* _DATA PROVIDED_:

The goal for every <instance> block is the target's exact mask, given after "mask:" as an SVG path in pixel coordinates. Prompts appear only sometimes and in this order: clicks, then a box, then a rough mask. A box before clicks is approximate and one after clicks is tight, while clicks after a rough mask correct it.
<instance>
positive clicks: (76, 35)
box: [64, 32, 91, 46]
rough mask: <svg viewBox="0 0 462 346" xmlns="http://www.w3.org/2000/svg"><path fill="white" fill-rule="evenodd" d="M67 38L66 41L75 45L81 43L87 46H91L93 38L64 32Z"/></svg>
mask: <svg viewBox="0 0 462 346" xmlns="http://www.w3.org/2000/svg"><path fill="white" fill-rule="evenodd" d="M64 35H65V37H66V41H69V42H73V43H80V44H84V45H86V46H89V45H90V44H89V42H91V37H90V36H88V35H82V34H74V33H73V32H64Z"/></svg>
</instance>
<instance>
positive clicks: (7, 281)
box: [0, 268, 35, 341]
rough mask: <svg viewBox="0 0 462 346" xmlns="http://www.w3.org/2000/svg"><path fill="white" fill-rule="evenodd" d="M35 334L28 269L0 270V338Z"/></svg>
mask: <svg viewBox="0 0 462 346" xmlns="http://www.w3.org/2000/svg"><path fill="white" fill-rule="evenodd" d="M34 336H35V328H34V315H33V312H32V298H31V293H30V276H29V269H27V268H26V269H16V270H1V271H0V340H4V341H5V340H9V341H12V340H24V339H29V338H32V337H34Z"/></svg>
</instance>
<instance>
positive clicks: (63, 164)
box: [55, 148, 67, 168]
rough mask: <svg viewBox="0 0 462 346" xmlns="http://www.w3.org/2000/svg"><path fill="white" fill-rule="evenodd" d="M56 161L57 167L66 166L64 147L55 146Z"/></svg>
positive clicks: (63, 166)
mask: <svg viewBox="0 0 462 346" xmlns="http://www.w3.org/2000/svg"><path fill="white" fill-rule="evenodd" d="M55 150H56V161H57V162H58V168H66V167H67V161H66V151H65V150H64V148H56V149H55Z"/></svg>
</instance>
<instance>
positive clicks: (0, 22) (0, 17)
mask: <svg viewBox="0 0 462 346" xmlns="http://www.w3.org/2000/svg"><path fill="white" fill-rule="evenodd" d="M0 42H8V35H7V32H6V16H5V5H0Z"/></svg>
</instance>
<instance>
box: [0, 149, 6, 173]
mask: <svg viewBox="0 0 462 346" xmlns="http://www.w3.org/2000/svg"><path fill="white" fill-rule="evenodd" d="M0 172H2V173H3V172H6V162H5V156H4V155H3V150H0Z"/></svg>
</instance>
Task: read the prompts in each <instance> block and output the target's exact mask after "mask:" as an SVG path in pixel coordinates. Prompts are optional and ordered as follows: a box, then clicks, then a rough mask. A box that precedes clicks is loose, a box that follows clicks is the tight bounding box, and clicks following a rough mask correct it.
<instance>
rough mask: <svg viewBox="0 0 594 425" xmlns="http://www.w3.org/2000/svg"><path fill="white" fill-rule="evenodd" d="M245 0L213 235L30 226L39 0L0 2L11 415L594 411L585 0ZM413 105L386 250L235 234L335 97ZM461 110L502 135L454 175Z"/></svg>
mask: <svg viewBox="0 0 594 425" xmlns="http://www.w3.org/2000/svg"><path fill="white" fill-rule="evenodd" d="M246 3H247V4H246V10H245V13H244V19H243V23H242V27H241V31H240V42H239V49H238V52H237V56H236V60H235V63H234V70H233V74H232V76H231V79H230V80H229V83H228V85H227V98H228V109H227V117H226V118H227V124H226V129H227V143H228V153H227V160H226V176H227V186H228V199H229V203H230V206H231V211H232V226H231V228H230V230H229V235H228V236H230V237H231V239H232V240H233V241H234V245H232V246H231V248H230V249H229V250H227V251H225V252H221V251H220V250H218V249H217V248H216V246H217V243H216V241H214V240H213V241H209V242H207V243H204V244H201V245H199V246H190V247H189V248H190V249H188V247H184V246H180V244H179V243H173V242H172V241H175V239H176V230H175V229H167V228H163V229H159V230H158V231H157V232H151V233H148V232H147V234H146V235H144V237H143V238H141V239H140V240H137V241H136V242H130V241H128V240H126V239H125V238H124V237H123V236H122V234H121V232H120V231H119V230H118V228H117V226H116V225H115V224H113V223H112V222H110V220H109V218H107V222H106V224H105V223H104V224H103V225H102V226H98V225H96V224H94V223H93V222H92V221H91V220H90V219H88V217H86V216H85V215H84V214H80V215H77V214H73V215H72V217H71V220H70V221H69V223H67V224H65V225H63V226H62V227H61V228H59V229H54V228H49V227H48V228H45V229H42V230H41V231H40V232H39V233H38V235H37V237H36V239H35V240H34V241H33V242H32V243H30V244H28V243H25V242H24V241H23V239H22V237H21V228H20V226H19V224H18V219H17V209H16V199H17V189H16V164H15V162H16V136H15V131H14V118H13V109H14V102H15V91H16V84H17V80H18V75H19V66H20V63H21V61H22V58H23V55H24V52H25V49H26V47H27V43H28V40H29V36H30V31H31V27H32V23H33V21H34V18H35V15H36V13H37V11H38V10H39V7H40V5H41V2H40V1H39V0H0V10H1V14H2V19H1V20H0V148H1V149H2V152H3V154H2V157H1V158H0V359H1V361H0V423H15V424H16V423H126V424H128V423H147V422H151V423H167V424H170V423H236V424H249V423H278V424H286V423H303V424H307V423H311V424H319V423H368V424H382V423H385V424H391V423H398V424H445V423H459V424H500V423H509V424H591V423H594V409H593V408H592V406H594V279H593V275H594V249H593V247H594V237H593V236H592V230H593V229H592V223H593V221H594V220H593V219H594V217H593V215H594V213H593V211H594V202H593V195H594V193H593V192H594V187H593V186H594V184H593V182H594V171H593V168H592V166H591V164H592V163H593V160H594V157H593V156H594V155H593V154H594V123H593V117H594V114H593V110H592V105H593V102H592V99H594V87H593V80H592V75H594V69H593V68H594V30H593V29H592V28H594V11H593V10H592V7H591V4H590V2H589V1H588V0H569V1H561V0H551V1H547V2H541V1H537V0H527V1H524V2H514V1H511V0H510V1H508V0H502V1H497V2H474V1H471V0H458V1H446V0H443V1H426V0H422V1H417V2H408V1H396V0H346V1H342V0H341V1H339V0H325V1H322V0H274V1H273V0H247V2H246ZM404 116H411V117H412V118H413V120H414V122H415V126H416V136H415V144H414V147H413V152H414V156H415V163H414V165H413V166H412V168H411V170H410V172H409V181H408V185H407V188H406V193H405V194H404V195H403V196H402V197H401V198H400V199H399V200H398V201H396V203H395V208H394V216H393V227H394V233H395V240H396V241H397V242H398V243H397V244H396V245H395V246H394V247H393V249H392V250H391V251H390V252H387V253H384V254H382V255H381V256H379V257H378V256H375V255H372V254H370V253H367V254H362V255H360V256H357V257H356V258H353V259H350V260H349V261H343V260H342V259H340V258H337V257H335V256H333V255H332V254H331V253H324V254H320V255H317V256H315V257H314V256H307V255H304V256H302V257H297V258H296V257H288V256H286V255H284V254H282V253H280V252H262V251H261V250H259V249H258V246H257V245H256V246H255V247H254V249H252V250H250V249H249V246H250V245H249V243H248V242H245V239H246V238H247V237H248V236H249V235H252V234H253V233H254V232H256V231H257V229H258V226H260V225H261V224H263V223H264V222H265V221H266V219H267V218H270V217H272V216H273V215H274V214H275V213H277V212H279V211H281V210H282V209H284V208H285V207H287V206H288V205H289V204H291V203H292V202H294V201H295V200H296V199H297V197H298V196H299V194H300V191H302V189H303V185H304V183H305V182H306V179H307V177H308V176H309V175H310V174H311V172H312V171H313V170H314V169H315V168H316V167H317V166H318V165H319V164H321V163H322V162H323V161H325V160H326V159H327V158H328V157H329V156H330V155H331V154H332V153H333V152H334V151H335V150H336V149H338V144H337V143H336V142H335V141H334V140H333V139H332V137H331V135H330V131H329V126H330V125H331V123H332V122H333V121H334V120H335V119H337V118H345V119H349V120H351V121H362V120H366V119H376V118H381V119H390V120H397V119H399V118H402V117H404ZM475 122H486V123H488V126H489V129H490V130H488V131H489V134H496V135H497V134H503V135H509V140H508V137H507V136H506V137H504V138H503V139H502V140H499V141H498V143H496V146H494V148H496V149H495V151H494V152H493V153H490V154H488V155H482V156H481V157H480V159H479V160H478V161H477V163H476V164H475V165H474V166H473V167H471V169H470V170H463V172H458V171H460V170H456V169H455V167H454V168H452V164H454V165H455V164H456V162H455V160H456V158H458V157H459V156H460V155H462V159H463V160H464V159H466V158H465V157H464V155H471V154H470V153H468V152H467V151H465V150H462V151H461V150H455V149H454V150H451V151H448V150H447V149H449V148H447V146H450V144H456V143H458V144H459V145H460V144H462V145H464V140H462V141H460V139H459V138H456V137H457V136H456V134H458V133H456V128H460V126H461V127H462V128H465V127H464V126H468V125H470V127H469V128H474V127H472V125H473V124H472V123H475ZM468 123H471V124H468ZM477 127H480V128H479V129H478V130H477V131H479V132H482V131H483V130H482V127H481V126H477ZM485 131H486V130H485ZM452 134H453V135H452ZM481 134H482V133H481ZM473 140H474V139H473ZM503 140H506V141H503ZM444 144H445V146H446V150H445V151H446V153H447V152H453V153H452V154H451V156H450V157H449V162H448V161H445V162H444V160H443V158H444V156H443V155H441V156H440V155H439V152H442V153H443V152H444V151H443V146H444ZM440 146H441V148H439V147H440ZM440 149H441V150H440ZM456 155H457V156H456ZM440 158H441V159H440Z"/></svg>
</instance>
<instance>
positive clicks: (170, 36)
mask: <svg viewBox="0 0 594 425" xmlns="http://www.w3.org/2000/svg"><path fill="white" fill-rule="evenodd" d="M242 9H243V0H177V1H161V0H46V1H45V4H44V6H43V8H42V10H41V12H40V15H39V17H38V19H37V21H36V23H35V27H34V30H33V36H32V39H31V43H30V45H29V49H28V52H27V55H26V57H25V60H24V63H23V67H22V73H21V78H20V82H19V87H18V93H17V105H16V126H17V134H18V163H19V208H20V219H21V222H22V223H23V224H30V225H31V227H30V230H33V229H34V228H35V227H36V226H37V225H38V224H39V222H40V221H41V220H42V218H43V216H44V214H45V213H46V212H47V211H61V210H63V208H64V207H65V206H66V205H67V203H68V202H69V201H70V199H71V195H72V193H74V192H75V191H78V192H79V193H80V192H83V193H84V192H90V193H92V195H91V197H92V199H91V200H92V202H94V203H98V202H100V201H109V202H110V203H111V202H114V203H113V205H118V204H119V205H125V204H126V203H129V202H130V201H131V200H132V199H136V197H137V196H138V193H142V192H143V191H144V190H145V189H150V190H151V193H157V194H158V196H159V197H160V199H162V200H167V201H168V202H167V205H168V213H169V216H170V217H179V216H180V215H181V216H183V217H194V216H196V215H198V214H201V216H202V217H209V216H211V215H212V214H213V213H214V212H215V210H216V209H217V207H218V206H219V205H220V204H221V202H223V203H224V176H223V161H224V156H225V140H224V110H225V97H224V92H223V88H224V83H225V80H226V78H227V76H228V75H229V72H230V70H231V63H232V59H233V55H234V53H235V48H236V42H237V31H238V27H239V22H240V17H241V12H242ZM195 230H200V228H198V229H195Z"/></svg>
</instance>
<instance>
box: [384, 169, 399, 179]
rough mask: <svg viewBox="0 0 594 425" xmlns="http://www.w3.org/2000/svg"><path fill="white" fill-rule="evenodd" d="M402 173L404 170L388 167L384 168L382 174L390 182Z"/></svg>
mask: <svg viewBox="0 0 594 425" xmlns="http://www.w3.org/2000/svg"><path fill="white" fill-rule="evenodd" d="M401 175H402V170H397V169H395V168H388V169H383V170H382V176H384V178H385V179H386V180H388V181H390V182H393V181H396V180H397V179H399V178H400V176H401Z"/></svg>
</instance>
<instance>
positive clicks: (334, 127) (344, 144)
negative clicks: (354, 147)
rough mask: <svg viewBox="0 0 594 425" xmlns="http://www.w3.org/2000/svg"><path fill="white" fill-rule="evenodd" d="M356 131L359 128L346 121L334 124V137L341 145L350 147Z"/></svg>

* _ASSIGNMENT_:
Once you reach the line that holds "negative clicks: (354, 147)", print it and every line after it through the end of the records, word for word.

* _YOUR RESPONSE_:
negative clicks: (354, 147)
rough mask: <svg viewBox="0 0 594 425" xmlns="http://www.w3.org/2000/svg"><path fill="white" fill-rule="evenodd" d="M356 131L359 128L346 121L334 124V137L341 145L350 147Z"/></svg>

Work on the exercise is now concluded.